Task directions. Reproduce each of the following lines verbatim, preserving every character, coordinate pair, and line break in the original order.

☆ ☆ ☆ ☆ ☆ ☆ ☆

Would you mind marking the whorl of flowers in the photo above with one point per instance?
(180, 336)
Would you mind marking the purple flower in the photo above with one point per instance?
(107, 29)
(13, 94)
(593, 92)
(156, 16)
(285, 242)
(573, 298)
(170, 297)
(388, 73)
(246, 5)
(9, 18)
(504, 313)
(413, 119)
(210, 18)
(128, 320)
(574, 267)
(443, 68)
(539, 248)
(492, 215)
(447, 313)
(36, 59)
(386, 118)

☆ ☆ ☆ ☆ ☆ ☆ ☆

Result.
Would you mind marking the whorl of flowers in the photo above with one point per instance?
(180, 336)
Would you mind marking the purple flower in the photo above with one point per instance?
(107, 29)
(13, 94)
(593, 92)
(156, 16)
(285, 242)
(573, 298)
(170, 297)
(388, 73)
(246, 5)
(9, 18)
(504, 313)
(413, 119)
(210, 18)
(128, 320)
(574, 267)
(443, 68)
(539, 248)
(492, 215)
(447, 313)
(36, 59)
(386, 118)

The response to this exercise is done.